▶ **Supplied text**
[start]

One way or another, I'm going to have plenty of spare time on my hands. Just as well, as I have two programming projects that I want to execute during this time. The first is an update of one of the OP's multilingual exams - there are problems running this with Windows 10. I started examining the problem last week in a modern version of Delphi; I think that I know what the problem is but I haven't had the time to do anything apart from thinking about the problem. I'm fairly certain that there is interference between the use of a string table resource file and the clientdataset component. If I can't find a simple resolution, I may have to abandon the clientdataset, instead outputting 'rich text' files that will somehow have to be combined to create a final output file.

[end]

▶ **Dataset excerpt**
[start]

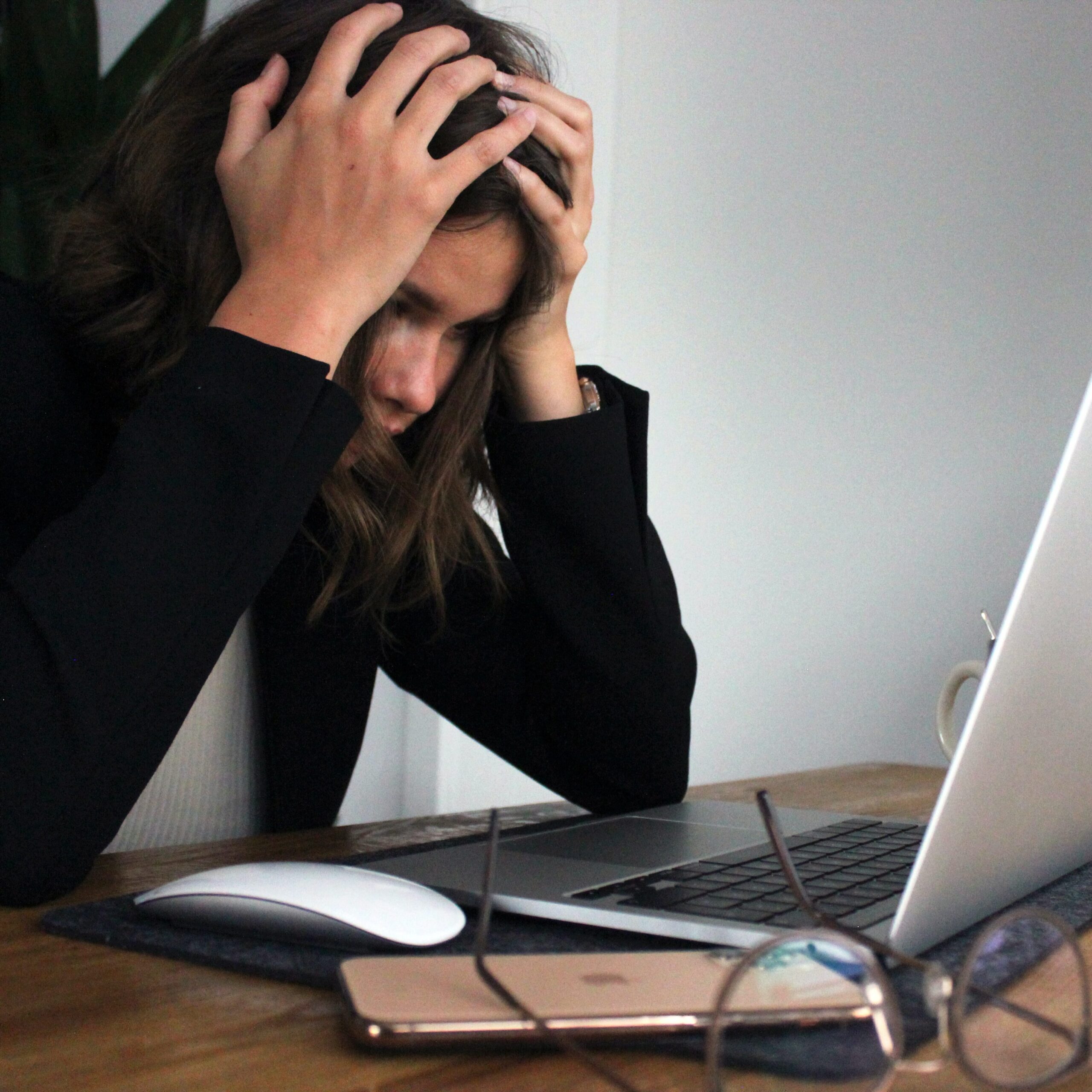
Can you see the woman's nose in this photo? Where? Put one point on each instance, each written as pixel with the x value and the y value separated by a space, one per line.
pixel 410 377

[end]

▶ **Problem set**
1. From the passage about the programming projects, output the part that opens with the words containing "One way or another, I'm" and closes with "final output file.", reproducing it word for word.
2. Render this sentence from the passage about the programming projects into Spanish: "I'm fairly certain that there is interference between the use of a string table resource file and the clientdataset component."

▶ **List of solutions**
1.
One way or another, I'm going to have plenty of spare time on my hands. Just as well, as I have two programming projects that I want to execute during this time. The first is an update of one of the OP's multilingual exams - there are problems running this with Windows 10. I started examining the problem last week in a modern version of Delphi; I think that I know what the problem is but I haven't had the time to do anything apart from thinking about the problem. I'm fairly certain that there is interference between the use of a string table resource file and the clientdataset component. If I can't find a simple resolution, I may have to abandon the clientdataset, instead outputting 'rich text' files that will somehow have to be combined to create a final output file.

2. Estoy bastante seguro de que hay una interferencia entre el uso de un archivo de recursos de tabla de cadenas y el componente clientdataset.